━━ RAW RECORDS

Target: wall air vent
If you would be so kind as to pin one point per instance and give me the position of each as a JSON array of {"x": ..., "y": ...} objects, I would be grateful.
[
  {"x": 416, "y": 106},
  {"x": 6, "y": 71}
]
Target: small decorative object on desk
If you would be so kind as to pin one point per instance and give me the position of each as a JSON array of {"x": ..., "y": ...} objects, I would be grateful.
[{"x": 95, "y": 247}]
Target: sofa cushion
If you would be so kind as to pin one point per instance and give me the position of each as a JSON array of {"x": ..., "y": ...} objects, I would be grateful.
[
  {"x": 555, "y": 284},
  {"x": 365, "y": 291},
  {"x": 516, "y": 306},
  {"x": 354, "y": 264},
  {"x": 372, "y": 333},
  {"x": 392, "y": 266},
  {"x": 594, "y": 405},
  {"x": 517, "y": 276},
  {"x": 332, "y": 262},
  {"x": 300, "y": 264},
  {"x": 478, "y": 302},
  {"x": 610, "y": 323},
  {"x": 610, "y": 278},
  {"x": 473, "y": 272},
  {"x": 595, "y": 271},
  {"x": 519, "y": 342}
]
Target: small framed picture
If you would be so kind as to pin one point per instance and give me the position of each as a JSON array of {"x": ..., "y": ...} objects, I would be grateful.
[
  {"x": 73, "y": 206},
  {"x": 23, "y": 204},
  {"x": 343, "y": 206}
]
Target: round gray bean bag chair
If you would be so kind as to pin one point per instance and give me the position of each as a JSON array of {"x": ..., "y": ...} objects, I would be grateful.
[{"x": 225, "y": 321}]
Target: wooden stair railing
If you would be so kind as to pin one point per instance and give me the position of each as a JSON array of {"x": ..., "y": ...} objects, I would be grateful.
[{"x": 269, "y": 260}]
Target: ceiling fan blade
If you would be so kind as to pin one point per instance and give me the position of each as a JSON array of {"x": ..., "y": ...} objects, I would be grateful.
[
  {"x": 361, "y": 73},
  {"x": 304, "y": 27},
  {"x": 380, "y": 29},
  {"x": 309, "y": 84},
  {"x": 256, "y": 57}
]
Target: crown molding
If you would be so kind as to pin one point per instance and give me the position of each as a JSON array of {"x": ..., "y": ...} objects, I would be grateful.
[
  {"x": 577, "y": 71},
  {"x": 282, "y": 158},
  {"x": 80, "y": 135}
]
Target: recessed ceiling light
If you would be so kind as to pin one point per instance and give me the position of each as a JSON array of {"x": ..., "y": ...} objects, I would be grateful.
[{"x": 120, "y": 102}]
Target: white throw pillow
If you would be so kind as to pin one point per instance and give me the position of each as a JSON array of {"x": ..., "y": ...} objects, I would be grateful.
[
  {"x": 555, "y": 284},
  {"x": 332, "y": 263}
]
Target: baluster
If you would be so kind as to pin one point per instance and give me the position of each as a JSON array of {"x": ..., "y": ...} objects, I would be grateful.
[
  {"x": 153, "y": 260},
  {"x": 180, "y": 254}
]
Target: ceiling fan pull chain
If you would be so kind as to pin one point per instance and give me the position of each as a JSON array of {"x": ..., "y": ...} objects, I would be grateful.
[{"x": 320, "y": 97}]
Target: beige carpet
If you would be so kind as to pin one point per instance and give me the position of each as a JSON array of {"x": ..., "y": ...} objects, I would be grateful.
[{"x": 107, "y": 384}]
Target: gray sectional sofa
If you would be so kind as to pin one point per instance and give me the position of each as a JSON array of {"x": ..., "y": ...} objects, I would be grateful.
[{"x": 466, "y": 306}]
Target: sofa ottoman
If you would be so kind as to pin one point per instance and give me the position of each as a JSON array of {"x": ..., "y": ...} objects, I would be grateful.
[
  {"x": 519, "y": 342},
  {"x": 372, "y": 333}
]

━━━━

Format each line of the items above as a Markdown table with two columns, No. and Line: number the rows in order and omit any blank lines.

| No. | Line |
|---|---|
| 1 | Target: wall air vent |
| 2 | If you would be so kind as to pin one point per instance and give me the position of each as a JSON array of {"x": ..., "y": ...} objects, I would be grateful. |
| 3 | [ |
| 4 |   {"x": 416, "y": 106}, |
| 5 |   {"x": 6, "y": 71} |
| 6 | ] |
| 7 | Target: small decorative object on desk |
| 8 | If you would be so kind as to pin one point per instance and give me the position of each as a JSON array of {"x": ..., "y": ...} objects, I would be grateful. |
| 9 | [{"x": 95, "y": 247}] |
| 10 | Target: sofa cushion |
| 11 | If you would be so kind as to pin one point per instance and give me the position of each as a JSON array of {"x": ..., "y": ...} objects, I would be grateful. |
| 12 | [ |
| 13 |   {"x": 555, "y": 284}, |
| 14 |   {"x": 365, "y": 291}, |
| 15 |   {"x": 516, "y": 306}, |
| 16 |   {"x": 354, "y": 264}, |
| 17 |   {"x": 372, "y": 333}, |
| 18 |   {"x": 392, "y": 266}, |
| 19 |   {"x": 594, "y": 405}, |
| 20 |   {"x": 517, "y": 276}, |
| 21 |   {"x": 332, "y": 262}, |
| 22 |   {"x": 300, "y": 264}, |
| 23 |   {"x": 478, "y": 302}, |
| 24 |   {"x": 610, "y": 323}, |
| 25 |   {"x": 610, "y": 278}, |
| 26 |   {"x": 473, "y": 272}, |
| 27 |   {"x": 595, "y": 271}, |
| 28 |   {"x": 519, "y": 342} |
| 29 | ] |
| 30 | Target: small framed picture |
| 31 | If you would be so kind as to pin one point per instance and give me the position of each as a JSON array of {"x": ..., "y": ...} objects, I would be grateful. |
| 32 | [ |
| 33 |   {"x": 73, "y": 206}, |
| 34 |   {"x": 23, "y": 204}, |
| 35 |   {"x": 343, "y": 206} |
| 36 | ] |
| 37 | Target: round gray bean bag chair |
| 38 | If you would be so kind as to pin one point per instance and give me the position of each as a JSON array of {"x": ..., "y": ...} objects, I would be grateful. |
| 39 | [{"x": 225, "y": 321}] |
| 40 | Target: wooden stair railing |
| 41 | If you would be so kind as to pin one point per instance and give me the position of each as a JSON array of {"x": ..., "y": ...} objects, I would be grateful. |
| 42 | [{"x": 269, "y": 260}] |
| 43 | Target: ceiling fan blade |
| 44 | If you would be so kind as to pin one point per instance and give me the position of each as a JSON array of {"x": ..., "y": ...} objects, I would be grateful. |
| 45 | [ |
| 46 |   {"x": 361, "y": 73}, |
| 47 |   {"x": 304, "y": 27}, |
| 48 |   {"x": 380, "y": 29}, |
| 49 |   {"x": 309, "y": 84}, |
| 50 |   {"x": 256, "y": 57} |
| 51 | ] |
| 52 | Target: crown molding |
| 53 | If you would be so kind as to pin one point per instance and give me the position of each as a JSON array of {"x": ..., "y": ...} objects, I would be grateful. |
| 54 | [ |
| 55 |   {"x": 577, "y": 71}, |
| 56 |   {"x": 282, "y": 158}, |
| 57 |   {"x": 80, "y": 135} |
| 58 | ] |
| 59 | Target: recessed ceiling light |
| 60 | If you would be so kind as to pin one point per instance and give me the position of each as a JSON array of {"x": ..., "y": ...} objects, I would be grateful. |
| 61 | [{"x": 120, "y": 102}] |
| 62 | Target: white throw pillow |
| 63 | If you would be so kind as to pin one point per instance and give me the position of each as a JSON array of {"x": ..., "y": ...} objects, I would be grateful. |
| 64 | [ |
| 65 |   {"x": 555, "y": 284}, |
| 66 |   {"x": 332, "y": 263} |
| 67 | ] |
| 68 | Target: baluster |
| 69 | If you would be so kind as to pin one point per instance and give me the position of each as a JSON array of {"x": ..., "y": ...} objects, I would be grateful. |
| 70 | [ |
| 71 |   {"x": 153, "y": 260}, |
| 72 |   {"x": 180, "y": 254} |
| 73 | ] |
| 74 | Target: ceiling fan pull chain |
| 75 | If you would be so kind as to pin one point per instance and give me the position of each as a JSON array of {"x": ..., "y": ...} objects, I would be grateful. |
| 76 | [{"x": 320, "y": 97}] |
| 77 | Target: beige carpet |
| 78 | If you would be so kind as to pin one point per instance and give me the position of each as a JSON array of {"x": ..., "y": ...} objects, I would be grateful. |
| 79 | [{"x": 107, "y": 384}] |
| 80 | Target: gray sectional sofa |
| 81 | If you would be so kind as to pin one point per instance and give me the position of each as a JSON array of {"x": ..., "y": ...} objects, I would be grateful. |
| 82 | [{"x": 466, "y": 306}] |
| 83 | Target: sofa ottoman |
| 84 | If you would be so kind as to pin one point per instance and give me the position of each as a JSON array of {"x": ..., "y": ...} objects, I would be grateful. |
| 85 | [ |
| 86 |   {"x": 519, "y": 342}, |
| 87 |   {"x": 372, "y": 333} |
| 88 | ] |